> [Your objective]:
Without changing anything, set down every line shown below.

::::::::::

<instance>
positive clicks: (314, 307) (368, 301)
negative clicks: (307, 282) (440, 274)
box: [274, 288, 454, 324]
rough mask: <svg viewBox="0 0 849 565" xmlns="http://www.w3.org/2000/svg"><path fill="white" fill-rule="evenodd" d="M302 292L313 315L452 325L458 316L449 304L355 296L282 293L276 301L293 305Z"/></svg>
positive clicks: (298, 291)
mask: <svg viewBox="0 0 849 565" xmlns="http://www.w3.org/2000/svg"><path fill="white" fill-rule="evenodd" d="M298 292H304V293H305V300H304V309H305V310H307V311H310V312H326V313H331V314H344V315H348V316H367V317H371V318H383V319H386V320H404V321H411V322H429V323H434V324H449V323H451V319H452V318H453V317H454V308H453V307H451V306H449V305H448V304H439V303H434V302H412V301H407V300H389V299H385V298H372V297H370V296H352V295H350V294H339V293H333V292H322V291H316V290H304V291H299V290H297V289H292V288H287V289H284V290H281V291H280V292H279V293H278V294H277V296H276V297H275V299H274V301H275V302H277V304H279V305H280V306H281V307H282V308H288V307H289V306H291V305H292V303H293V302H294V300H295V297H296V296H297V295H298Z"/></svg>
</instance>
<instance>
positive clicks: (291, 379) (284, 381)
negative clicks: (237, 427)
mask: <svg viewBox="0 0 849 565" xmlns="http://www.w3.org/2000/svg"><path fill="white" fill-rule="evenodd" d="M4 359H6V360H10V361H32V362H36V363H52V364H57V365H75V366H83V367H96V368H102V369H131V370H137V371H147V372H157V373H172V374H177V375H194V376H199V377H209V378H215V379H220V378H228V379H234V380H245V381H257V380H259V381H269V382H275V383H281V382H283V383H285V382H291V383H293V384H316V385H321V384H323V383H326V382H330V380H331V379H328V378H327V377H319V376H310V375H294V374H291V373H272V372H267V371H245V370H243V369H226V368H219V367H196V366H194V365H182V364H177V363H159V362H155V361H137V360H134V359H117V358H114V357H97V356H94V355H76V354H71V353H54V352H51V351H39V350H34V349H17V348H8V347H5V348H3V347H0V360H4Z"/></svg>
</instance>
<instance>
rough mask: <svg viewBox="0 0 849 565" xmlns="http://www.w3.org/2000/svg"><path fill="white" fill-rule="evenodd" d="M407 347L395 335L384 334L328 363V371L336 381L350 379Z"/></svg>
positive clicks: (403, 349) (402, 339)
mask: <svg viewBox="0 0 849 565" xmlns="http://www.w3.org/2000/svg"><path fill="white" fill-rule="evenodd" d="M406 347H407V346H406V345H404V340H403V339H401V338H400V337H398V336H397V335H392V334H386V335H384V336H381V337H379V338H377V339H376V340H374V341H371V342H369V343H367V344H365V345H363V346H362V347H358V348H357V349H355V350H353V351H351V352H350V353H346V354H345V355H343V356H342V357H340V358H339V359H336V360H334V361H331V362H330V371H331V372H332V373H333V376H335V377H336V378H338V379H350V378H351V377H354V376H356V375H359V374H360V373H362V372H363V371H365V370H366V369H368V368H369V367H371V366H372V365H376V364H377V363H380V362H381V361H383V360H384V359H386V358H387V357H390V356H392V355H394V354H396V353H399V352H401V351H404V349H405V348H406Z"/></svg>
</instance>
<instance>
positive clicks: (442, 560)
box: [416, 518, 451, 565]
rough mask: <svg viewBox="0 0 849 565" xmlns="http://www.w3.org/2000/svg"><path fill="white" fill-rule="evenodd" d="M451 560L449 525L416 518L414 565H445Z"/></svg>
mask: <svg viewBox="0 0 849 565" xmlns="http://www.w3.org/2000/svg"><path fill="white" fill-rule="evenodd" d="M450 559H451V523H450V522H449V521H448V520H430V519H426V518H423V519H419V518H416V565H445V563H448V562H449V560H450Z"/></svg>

::::::::::

> [Solution to the problem]:
<instance>
positive clicks: (314, 307) (368, 301)
negative clicks: (307, 282) (440, 274)
box: [274, 288, 454, 324]
rough mask: <svg viewBox="0 0 849 565" xmlns="http://www.w3.org/2000/svg"><path fill="white" fill-rule="evenodd" d="M302 292L313 315L452 325L458 316L449 304L355 296L282 293L276 301L293 305Z"/></svg>
positive clicks: (298, 291)
mask: <svg viewBox="0 0 849 565" xmlns="http://www.w3.org/2000/svg"><path fill="white" fill-rule="evenodd" d="M298 292H304V293H305V300H304V309H305V310H307V311H310V312H326V313H331V314H344V315H348V316H367V317H371V318H383V319H386V320H404V321H411V322H429V323H434V324H449V323H451V319H452V318H453V317H454V308H453V307H451V306H449V305H448V304H439V303H434V302H412V301H407V300H389V299H385V298H372V297H370V296H352V295H350V294H339V293H333V292H322V291H316V290H304V291H299V290H297V289H292V288H287V289H284V290H281V291H280V292H279V293H278V294H277V296H276V297H275V299H274V301H275V302H277V304H279V305H280V306H281V307H282V308H288V307H289V306H291V305H292V303H293V302H294V300H295V297H296V296H297V295H298Z"/></svg>
</instance>
<instance>
positive clicks: (291, 379) (284, 381)
negative clicks: (237, 427)
mask: <svg viewBox="0 0 849 565" xmlns="http://www.w3.org/2000/svg"><path fill="white" fill-rule="evenodd" d="M4 359H6V360H10V361H32V362H36V363H52V364H57V365H75V366H83V367H96V368H102V369H131V370H137V371H147V372H157V373H172V374H177V375H194V376H199V377H209V378H215V379H220V378H228V379H234V380H245V381H257V380H259V381H269V382H275V383H281V382H283V383H285V382H291V383H293V384H316V385H321V384H323V383H326V382H330V380H331V379H328V378H327V377H319V376H310V375H294V374H291V373H272V372H267V371H245V370H243V369H226V368H219V367H196V366H194V365H182V364H177V363H159V362H155V361H137V360H134V359H117V358H114V357H97V356H94V355H76V354H71V353H54V352H51V351H39V350H34V349H17V348H8V347H5V348H3V347H0V360H4Z"/></svg>
</instance>
<instance>
rough mask: <svg viewBox="0 0 849 565" xmlns="http://www.w3.org/2000/svg"><path fill="white" fill-rule="evenodd" d="M407 347L395 335L384 334L328 363V371L336 381L350 379Z"/></svg>
positive clicks: (403, 349) (402, 339)
mask: <svg viewBox="0 0 849 565" xmlns="http://www.w3.org/2000/svg"><path fill="white" fill-rule="evenodd" d="M406 347H407V346H406V345H404V340H403V339H401V338H400V337H398V336H397V335H392V334H386V335H384V336H381V337H379V338H377V339H376V340H374V341H371V342H369V343H367V344H365V345H363V346H362V347H358V348H357V349H355V350H353V351H351V352H350V353H346V354H345V355H343V356H342V357H340V358H339V359H336V360H334V361H331V362H330V371H331V372H332V373H333V376H335V377H336V378H338V379H350V378H351V377H354V376H356V375H359V374H360V373H362V372H363V371H365V370H366V369H368V368H369V367H371V366H372V365H376V364H377V363H380V362H381V361H383V360H384V359H386V358H387V357H390V356H392V355H394V354H396V353H399V352H401V351H404V349H405V348H406Z"/></svg>
</instance>
<instance>
positive clicks: (442, 560)
box: [416, 518, 451, 565]
rough mask: <svg viewBox="0 0 849 565" xmlns="http://www.w3.org/2000/svg"><path fill="white" fill-rule="evenodd" d="M451 560L449 525L416 518L414 565H445Z"/></svg>
mask: <svg viewBox="0 0 849 565" xmlns="http://www.w3.org/2000/svg"><path fill="white" fill-rule="evenodd" d="M450 559H451V523H450V522H449V521H448V520H430V519H426V518H423V519H419V518H416V565H445V563H448V562H449V560H450Z"/></svg>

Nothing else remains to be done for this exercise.